**EXERCISE DESCRIPTION**
Scan the listing for the word "windmill" and report every line that contains it.

─── DATASET RECORDS

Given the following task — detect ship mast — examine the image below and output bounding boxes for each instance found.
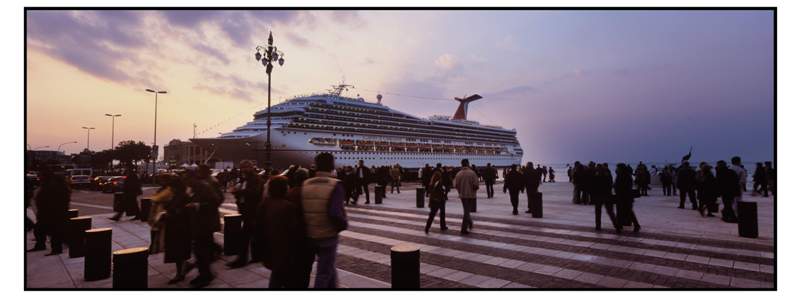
[329,83,354,96]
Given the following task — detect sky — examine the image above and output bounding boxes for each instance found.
[25,10,775,163]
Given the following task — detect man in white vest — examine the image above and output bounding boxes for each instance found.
[301,153,348,288]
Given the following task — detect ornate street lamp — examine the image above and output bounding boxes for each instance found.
[254,31,286,169]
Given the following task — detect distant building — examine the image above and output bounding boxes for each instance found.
[163,139,212,167]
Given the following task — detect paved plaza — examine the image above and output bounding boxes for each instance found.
[25,182,775,289]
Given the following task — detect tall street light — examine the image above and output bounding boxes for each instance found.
[255,31,286,169]
[146,89,167,179]
[81,126,95,151]
[105,113,122,150]
[57,141,77,153]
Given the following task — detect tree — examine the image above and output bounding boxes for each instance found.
[114,140,151,167]
[90,149,114,169]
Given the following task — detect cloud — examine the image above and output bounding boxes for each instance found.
[26,11,150,84]
[434,54,459,71]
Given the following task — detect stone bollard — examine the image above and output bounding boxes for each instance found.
[223,214,243,256]
[112,247,149,289]
[530,192,543,218]
[84,228,112,281]
[416,188,425,208]
[737,201,758,238]
[68,216,92,258]
[113,192,125,212]
[390,244,420,289]
[66,209,79,219]
[139,198,152,222]
[375,185,385,204]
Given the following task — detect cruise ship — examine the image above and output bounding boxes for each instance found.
[191,84,523,169]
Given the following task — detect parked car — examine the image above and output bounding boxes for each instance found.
[102,176,126,193]
[91,176,113,191]
[66,168,93,188]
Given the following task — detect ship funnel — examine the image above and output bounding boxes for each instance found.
[452,94,482,120]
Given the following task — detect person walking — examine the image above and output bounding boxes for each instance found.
[390,164,402,194]
[634,163,650,197]
[730,156,748,215]
[300,153,348,288]
[548,167,555,183]
[591,164,621,232]
[482,163,498,198]
[109,169,143,221]
[149,175,192,284]
[228,160,264,268]
[424,171,449,234]
[614,164,640,232]
[453,159,479,234]
[503,164,524,215]
[716,161,740,223]
[354,160,372,204]
[184,169,223,287]
[676,161,698,209]
[696,164,718,217]
[259,175,308,288]
[571,162,584,204]
[522,162,541,215]
[28,166,71,255]
[765,162,776,197]
[660,166,673,196]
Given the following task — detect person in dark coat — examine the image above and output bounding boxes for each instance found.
[228,160,264,267]
[149,175,192,284]
[715,161,740,223]
[354,160,372,204]
[503,164,525,215]
[548,167,555,183]
[109,169,143,221]
[591,164,620,232]
[259,175,309,288]
[522,162,541,215]
[696,164,717,217]
[421,163,433,197]
[424,171,448,234]
[752,162,765,196]
[184,170,222,288]
[634,162,650,197]
[660,166,673,196]
[29,167,71,254]
[614,164,640,232]
[482,163,498,199]
[676,161,698,209]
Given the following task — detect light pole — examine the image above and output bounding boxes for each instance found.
[57,141,77,153]
[145,89,167,179]
[255,31,286,169]
[105,113,122,150]
[81,126,95,151]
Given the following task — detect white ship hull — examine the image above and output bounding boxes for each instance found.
[194,127,522,169]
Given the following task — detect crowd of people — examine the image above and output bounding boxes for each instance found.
[25,153,776,288]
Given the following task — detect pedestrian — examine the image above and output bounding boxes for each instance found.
[567,165,573,183]
[660,166,673,196]
[184,169,222,287]
[591,164,621,232]
[730,156,748,215]
[571,162,583,204]
[109,168,143,221]
[453,159,479,234]
[523,162,541,215]
[228,160,264,268]
[482,163,497,198]
[421,164,433,197]
[259,175,308,288]
[614,164,641,232]
[634,162,650,197]
[548,167,555,183]
[390,164,402,194]
[424,171,448,234]
[354,160,372,204]
[149,174,192,284]
[28,166,71,255]
[752,162,765,196]
[696,164,718,217]
[300,153,348,288]
[716,160,740,223]
[676,161,698,209]
[765,161,776,197]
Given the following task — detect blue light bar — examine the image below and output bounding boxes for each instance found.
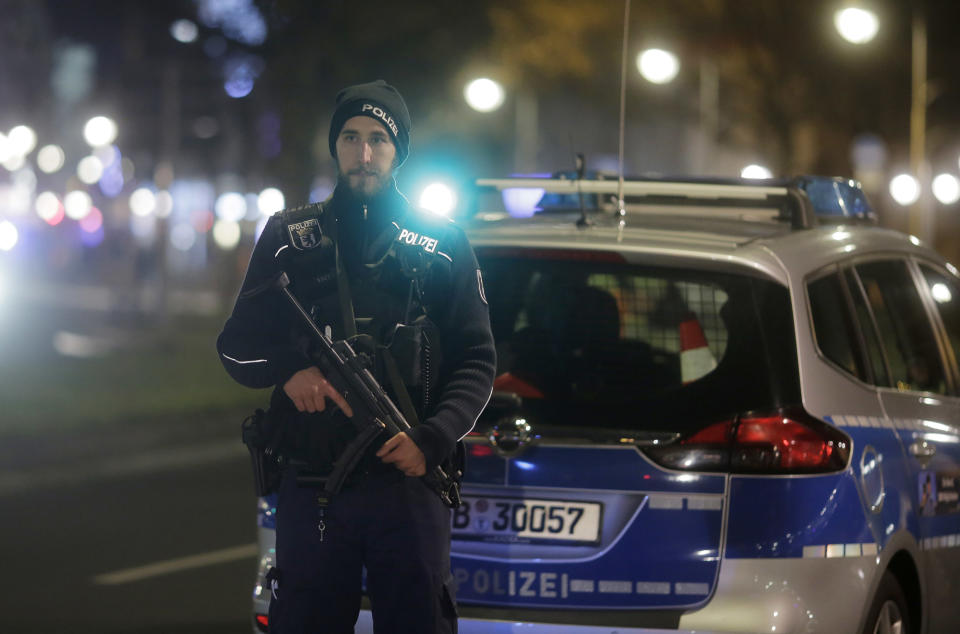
[796,177,875,221]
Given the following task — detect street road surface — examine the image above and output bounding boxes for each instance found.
[0,414,257,633]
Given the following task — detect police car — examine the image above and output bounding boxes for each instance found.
[251,175,960,633]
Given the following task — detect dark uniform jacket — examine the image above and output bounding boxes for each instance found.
[217,182,496,472]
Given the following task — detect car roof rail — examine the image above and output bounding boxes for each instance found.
[475,175,821,230]
[476,174,876,229]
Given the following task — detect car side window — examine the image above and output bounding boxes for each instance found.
[919,264,960,373]
[807,272,867,381]
[844,268,891,387]
[855,260,947,394]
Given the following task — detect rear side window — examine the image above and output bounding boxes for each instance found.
[477,248,800,431]
[855,260,947,394]
[807,272,866,381]
[844,269,891,387]
[919,264,960,372]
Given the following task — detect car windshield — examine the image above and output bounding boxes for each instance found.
[477,247,800,431]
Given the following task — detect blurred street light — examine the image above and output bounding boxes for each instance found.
[741,164,773,179]
[170,223,197,251]
[212,219,241,249]
[7,125,37,156]
[35,192,61,222]
[77,155,104,184]
[890,173,921,206]
[64,190,93,220]
[464,78,505,113]
[83,116,118,147]
[837,4,933,239]
[129,187,157,217]
[155,190,174,217]
[418,182,457,216]
[215,192,247,221]
[834,7,879,44]
[0,220,19,251]
[257,187,284,215]
[37,144,65,173]
[2,154,25,171]
[932,173,960,205]
[637,48,680,84]
[170,19,199,43]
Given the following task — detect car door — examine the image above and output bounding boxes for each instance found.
[848,257,960,632]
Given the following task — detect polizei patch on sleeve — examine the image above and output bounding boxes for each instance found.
[397,227,439,254]
[287,218,322,250]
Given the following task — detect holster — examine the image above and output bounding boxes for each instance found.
[241,408,283,496]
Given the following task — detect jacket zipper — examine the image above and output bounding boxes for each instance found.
[422,337,432,414]
[360,203,369,256]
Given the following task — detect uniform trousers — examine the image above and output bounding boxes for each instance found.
[268,467,458,633]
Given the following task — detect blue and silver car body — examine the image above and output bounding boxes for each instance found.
[252,176,960,633]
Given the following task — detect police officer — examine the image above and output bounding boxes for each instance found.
[217,80,496,633]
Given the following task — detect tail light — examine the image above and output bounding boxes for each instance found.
[255,614,269,632]
[643,407,850,474]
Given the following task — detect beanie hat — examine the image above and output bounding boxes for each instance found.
[328,80,411,166]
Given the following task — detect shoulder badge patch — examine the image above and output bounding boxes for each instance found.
[397,227,439,254]
[287,218,322,250]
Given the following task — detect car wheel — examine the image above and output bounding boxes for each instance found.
[862,571,910,634]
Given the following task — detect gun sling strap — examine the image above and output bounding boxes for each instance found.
[328,209,423,429]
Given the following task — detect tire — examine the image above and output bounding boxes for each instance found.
[861,571,910,634]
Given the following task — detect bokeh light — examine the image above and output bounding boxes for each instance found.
[931,282,953,304]
[834,7,879,45]
[80,223,105,248]
[741,164,773,179]
[637,49,680,84]
[77,155,104,184]
[0,183,33,216]
[932,173,960,205]
[2,153,26,171]
[0,132,10,163]
[35,192,62,222]
[129,187,157,217]
[170,19,199,43]
[197,0,267,45]
[215,192,247,221]
[83,116,118,147]
[418,183,457,216]
[224,57,261,98]
[155,190,174,217]
[8,125,37,156]
[79,206,104,233]
[258,187,284,215]
[37,144,66,173]
[64,190,93,220]
[890,173,921,206]
[192,209,215,233]
[0,220,19,251]
[464,78,505,113]
[502,187,545,218]
[171,223,197,251]
[212,219,242,249]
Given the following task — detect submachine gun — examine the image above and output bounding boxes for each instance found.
[248,271,462,509]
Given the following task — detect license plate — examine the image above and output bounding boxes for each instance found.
[451,496,603,544]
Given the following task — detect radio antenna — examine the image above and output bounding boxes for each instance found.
[616,0,631,220]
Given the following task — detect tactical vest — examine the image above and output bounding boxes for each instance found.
[271,201,456,475]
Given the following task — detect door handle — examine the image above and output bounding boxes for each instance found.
[909,440,937,459]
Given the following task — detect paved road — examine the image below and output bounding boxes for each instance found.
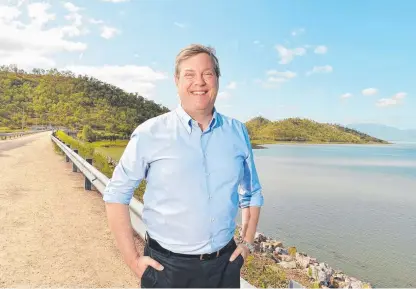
[0,133,44,155]
[0,132,143,287]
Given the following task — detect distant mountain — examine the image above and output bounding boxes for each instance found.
[246,117,388,144]
[347,123,416,142]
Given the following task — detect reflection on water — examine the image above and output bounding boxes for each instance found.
[239,142,416,287]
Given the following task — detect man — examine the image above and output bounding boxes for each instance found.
[103,43,264,288]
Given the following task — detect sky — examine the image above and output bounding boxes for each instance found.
[1,0,415,129]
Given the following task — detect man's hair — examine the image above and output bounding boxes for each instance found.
[175,44,221,78]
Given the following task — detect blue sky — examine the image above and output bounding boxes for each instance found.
[1,0,415,129]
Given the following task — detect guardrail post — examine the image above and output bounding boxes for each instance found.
[85,158,93,190]
[65,144,70,162]
[73,149,78,172]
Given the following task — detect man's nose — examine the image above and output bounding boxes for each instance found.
[193,73,206,85]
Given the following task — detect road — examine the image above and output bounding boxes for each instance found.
[0,132,143,287]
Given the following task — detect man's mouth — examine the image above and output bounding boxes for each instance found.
[191,90,208,96]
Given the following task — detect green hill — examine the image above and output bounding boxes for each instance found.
[0,65,169,137]
[246,116,389,144]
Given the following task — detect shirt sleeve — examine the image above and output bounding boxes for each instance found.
[102,128,148,205]
[238,124,265,209]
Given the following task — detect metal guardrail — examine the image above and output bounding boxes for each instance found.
[0,130,49,140]
[50,133,256,288]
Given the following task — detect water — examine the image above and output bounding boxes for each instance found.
[243,142,416,287]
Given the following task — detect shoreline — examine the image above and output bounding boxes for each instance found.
[251,141,392,149]
[235,225,373,288]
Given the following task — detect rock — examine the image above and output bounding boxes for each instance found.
[296,252,311,269]
[254,232,267,243]
[350,280,363,288]
[308,263,334,287]
[260,242,274,253]
[260,241,283,253]
[309,257,318,265]
[271,240,283,248]
[281,255,294,262]
[288,246,297,256]
[279,261,297,269]
[318,270,331,286]
[275,247,288,255]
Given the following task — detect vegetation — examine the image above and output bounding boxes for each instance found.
[246,116,389,144]
[53,130,146,202]
[0,65,169,135]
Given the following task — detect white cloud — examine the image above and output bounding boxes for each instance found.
[362,88,378,96]
[341,93,352,99]
[65,65,167,97]
[63,2,81,13]
[27,2,56,27]
[62,2,88,38]
[376,92,407,107]
[267,70,297,79]
[393,92,407,99]
[0,5,21,21]
[100,25,120,39]
[306,65,333,76]
[226,81,237,90]
[314,45,328,54]
[291,28,305,36]
[275,44,306,64]
[253,40,260,44]
[174,22,185,28]
[256,69,297,88]
[267,77,287,83]
[0,3,87,69]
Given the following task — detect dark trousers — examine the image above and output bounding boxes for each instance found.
[140,235,244,288]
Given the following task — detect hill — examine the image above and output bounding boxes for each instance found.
[0,65,169,138]
[246,117,389,144]
[1,65,388,145]
[347,123,416,142]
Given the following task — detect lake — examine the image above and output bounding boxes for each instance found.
[242,142,416,287]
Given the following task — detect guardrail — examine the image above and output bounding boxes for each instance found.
[0,130,49,140]
[50,132,256,288]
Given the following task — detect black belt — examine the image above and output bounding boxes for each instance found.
[145,233,237,261]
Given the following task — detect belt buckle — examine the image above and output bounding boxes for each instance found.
[199,250,220,261]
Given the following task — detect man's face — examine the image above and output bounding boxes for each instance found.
[175,53,219,114]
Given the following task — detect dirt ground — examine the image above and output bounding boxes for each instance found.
[0,132,144,287]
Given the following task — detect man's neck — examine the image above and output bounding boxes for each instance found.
[184,106,214,131]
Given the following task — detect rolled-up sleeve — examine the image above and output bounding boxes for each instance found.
[238,124,264,208]
[102,129,148,205]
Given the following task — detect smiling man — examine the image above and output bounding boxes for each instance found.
[103,44,264,288]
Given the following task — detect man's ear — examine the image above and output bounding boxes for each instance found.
[174,74,179,86]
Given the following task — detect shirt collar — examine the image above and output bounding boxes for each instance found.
[175,104,219,134]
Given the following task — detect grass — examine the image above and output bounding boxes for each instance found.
[0,127,30,133]
[95,146,126,161]
[241,254,289,288]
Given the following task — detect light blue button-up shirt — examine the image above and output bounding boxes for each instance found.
[103,104,264,254]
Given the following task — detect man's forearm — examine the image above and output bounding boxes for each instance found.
[105,203,139,268]
[242,206,261,243]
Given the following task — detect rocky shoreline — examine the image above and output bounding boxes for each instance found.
[235,226,372,289]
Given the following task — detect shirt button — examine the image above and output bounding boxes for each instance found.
[211,218,215,222]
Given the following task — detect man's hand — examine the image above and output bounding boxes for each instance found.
[229,243,250,262]
[129,255,164,279]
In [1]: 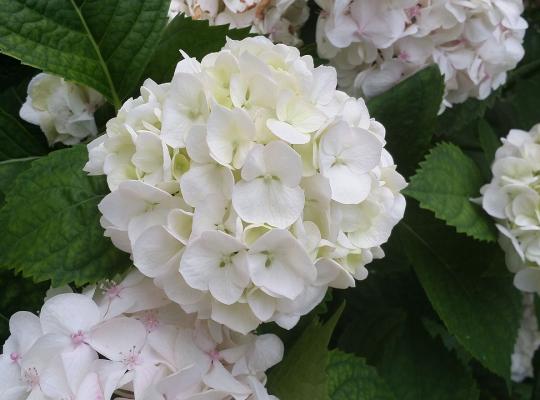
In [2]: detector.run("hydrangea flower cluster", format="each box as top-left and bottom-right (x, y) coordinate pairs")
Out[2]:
(20, 73), (105, 146)
(168, 0), (309, 46)
(84, 36), (406, 334)
(0, 271), (282, 399)
(511, 294), (540, 382)
(316, 0), (527, 107)
(481, 124), (540, 293)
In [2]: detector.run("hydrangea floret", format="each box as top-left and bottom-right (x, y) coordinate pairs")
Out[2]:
(511, 294), (540, 382)
(84, 36), (406, 334)
(0, 270), (282, 399)
(20, 73), (105, 146)
(316, 0), (527, 108)
(481, 124), (540, 293)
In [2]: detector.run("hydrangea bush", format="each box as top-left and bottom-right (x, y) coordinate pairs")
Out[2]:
(0, 0), (539, 399)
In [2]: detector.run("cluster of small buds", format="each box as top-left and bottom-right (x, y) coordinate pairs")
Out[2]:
(0, 270), (282, 399)
(84, 36), (406, 334)
(168, 0), (309, 46)
(316, 0), (527, 109)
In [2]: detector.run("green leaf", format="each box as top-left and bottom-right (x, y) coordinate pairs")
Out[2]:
(477, 119), (500, 170)
(336, 239), (479, 400)
(0, 107), (48, 161)
(144, 15), (251, 84)
(399, 203), (521, 384)
(404, 142), (497, 242)
(0, 157), (36, 204)
(0, 145), (131, 286)
(0, 0), (170, 107)
(367, 65), (444, 177)
(436, 94), (498, 147)
(327, 351), (395, 400)
(379, 318), (479, 400)
(267, 304), (344, 400)
(0, 269), (48, 342)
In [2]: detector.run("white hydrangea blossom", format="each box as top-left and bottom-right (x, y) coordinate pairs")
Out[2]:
(512, 294), (540, 382)
(480, 124), (540, 293)
(316, 0), (527, 108)
(85, 36), (406, 334)
(0, 270), (282, 399)
(167, 0), (309, 46)
(20, 73), (105, 146)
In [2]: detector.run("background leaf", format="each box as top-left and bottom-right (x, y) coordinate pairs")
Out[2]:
(144, 15), (251, 84)
(399, 203), (521, 384)
(0, 145), (130, 286)
(0, 0), (170, 107)
(367, 65), (444, 177)
(267, 304), (344, 400)
(327, 351), (395, 400)
(404, 142), (497, 242)
(336, 238), (479, 400)
(0, 270), (48, 342)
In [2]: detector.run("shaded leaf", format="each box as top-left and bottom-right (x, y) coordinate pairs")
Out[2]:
(399, 203), (521, 384)
(144, 15), (251, 84)
(0, 269), (48, 342)
(367, 65), (444, 177)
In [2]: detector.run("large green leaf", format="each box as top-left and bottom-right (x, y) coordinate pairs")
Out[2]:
(0, 157), (35, 204)
(405, 142), (497, 242)
(327, 351), (395, 400)
(0, 145), (130, 286)
(267, 304), (344, 400)
(144, 15), (251, 84)
(0, 0), (169, 108)
(367, 65), (444, 177)
(400, 203), (521, 383)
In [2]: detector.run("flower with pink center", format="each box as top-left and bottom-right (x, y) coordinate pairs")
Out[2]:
(208, 349), (222, 362)
(104, 281), (124, 300)
(71, 330), (87, 346)
(121, 346), (143, 370)
(140, 311), (160, 332)
(9, 352), (21, 363)
(398, 50), (410, 61)
(23, 366), (40, 388)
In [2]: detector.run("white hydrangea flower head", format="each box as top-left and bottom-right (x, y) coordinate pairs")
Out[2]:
(511, 294), (540, 382)
(167, 0), (309, 46)
(20, 73), (105, 146)
(0, 270), (282, 399)
(85, 36), (406, 334)
(315, 0), (527, 108)
(481, 124), (540, 292)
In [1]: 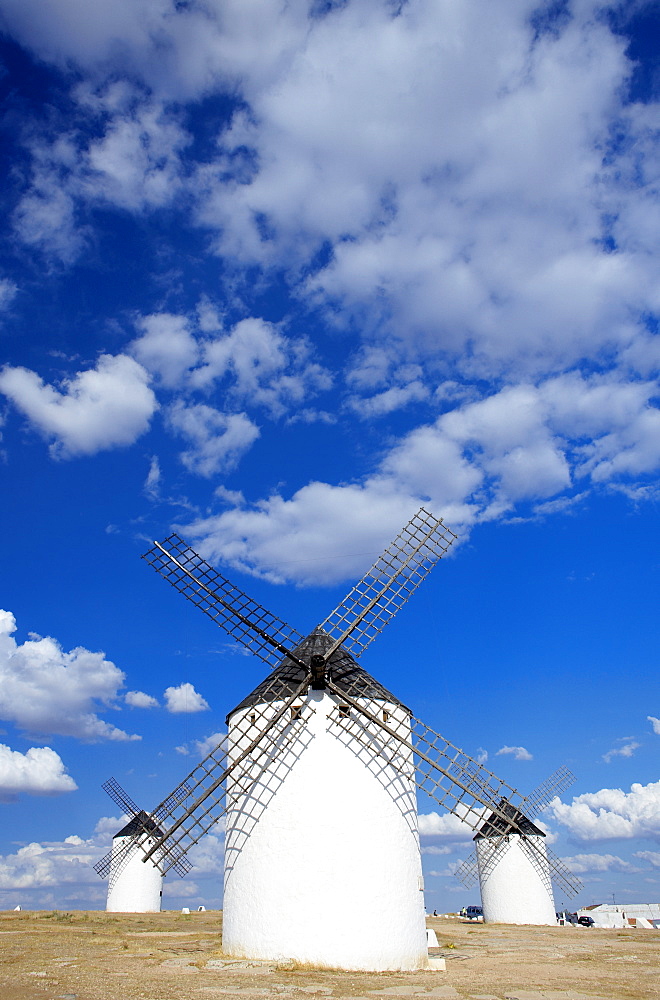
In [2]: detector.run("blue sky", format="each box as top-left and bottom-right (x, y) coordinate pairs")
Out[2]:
(0, 0), (658, 914)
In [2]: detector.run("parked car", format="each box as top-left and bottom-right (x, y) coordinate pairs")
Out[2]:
(577, 915), (594, 927)
(465, 905), (483, 920)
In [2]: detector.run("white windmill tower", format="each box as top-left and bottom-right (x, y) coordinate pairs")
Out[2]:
(95, 508), (580, 965)
(455, 769), (580, 925)
(94, 779), (192, 912)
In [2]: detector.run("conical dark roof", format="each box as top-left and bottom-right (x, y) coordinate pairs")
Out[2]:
(114, 809), (163, 839)
(474, 799), (545, 840)
(226, 628), (409, 720)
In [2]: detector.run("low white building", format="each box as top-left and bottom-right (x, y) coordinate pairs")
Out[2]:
(578, 903), (660, 929)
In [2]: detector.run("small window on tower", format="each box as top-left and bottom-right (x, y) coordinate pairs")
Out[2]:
(250, 713), (256, 725)
(290, 705), (302, 720)
(338, 705), (350, 718)
(383, 710), (390, 723)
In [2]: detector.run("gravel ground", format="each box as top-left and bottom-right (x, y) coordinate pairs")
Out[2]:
(0, 910), (657, 1000)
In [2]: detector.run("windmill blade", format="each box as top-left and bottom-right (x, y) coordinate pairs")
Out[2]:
(102, 830), (193, 889)
(101, 777), (140, 818)
(142, 534), (305, 671)
(544, 845), (583, 899)
(318, 508), (456, 661)
(153, 779), (195, 822)
(520, 766), (576, 821)
(138, 674), (313, 874)
(324, 683), (586, 901)
(326, 681), (525, 837)
(93, 847), (114, 880)
(93, 794), (194, 883)
(517, 836), (554, 897)
(454, 852), (480, 889)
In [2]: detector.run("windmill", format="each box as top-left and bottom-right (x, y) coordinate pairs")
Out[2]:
(454, 767), (582, 925)
(95, 508), (579, 967)
(94, 777), (192, 912)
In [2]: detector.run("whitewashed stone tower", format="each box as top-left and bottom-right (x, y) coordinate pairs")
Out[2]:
(222, 631), (429, 971)
(475, 805), (556, 925)
(105, 812), (164, 913)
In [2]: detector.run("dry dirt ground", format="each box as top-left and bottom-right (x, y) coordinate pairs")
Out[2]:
(0, 911), (657, 1000)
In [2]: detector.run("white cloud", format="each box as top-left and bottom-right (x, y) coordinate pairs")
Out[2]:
(167, 401), (260, 477)
(12, 173), (86, 263)
(185, 830), (225, 875)
(548, 780), (660, 841)
(0, 745), (77, 801)
(0, 354), (157, 458)
(3, 1), (660, 383)
(180, 370), (660, 584)
(602, 741), (640, 764)
(124, 690), (159, 709)
(0, 278), (17, 310)
(189, 317), (332, 416)
(194, 731), (226, 758)
(347, 380), (428, 419)
(421, 845), (453, 856)
(496, 745), (533, 762)
(130, 313), (199, 388)
(0, 831), (103, 896)
(0, 609), (139, 742)
(560, 852), (642, 875)
(633, 850), (660, 868)
(82, 99), (189, 211)
(648, 716), (660, 736)
(163, 682), (209, 714)
(418, 811), (477, 841)
(144, 455), (161, 498)
(1, 1), (660, 580)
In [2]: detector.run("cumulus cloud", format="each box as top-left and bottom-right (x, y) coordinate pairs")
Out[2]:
(0, 823), (118, 906)
(193, 731), (226, 757)
(0, 744), (77, 801)
(163, 682), (209, 714)
(130, 313), (199, 388)
(1, 0), (660, 584)
(602, 741), (640, 763)
(347, 380), (429, 419)
(167, 402), (260, 477)
(0, 354), (156, 457)
(547, 780), (660, 841)
(181, 372), (660, 584)
(633, 850), (660, 868)
(648, 716), (660, 736)
(124, 690), (159, 709)
(496, 745), (533, 762)
(560, 852), (642, 875)
(418, 811), (477, 841)
(184, 829), (225, 874)
(8, 2), (657, 378)
(0, 609), (139, 742)
(188, 317), (332, 415)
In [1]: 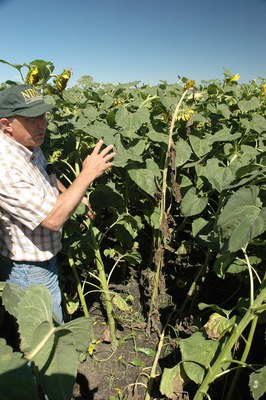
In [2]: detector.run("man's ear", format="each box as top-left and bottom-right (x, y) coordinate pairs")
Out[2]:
(0, 118), (13, 136)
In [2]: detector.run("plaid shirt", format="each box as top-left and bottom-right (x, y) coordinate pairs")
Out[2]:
(0, 131), (62, 261)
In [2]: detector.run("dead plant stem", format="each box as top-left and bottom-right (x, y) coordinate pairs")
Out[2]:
(148, 87), (190, 329)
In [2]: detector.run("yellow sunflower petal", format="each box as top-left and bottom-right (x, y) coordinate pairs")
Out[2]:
(25, 66), (39, 86)
(226, 74), (240, 85)
(55, 69), (72, 91)
(184, 80), (196, 91)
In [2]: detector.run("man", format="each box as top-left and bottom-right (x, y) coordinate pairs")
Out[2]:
(0, 84), (115, 323)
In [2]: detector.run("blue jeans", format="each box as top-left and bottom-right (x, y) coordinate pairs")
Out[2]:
(0, 256), (63, 324)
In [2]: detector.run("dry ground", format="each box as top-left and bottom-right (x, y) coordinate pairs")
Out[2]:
(72, 277), (170, 400)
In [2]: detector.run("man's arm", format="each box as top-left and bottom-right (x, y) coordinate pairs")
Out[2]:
(56, 179), (67, 194)
(41, 140), (115, 231)
(56, 178), (95, 220)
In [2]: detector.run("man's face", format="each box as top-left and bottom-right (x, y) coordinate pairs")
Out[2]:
(3, 114), (47, 149)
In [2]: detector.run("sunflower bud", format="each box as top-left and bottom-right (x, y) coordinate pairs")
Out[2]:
(48, 149), (63, 164)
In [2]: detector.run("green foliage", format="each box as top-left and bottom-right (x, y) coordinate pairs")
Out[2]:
(218, 186), (266, 252)
(159, 363), (186, 400)
(1, 59), (266, 400)
(0, 339), (39, 400)
(249, 366), (266, 400)
(0, 284), (92, 400)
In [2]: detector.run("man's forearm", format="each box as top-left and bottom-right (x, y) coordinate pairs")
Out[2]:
(41, 171), (94, 231)
(41, 140), (115, 231)
(56, 179), (67, 194)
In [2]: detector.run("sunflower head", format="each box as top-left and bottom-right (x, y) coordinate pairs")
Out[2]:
(226, 74), (240, 85)
(25, 66), (40, 86)
(55, 69), (72, 92)
(184, 80), (196, 91)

──────

**RESPONSE AREA**
In [2]: detector.run("white windmill tower", format="each box as top-left and bottom-right (x, y) coordinate pairs")
In [2]: detector.run("windmill blade", format="each box as top-left and bottom-right (x, y) coordinate pairs")
In [2]: detector.run("windmill", format="each box as top-left and bottom-right (x, y) coordinate pairs")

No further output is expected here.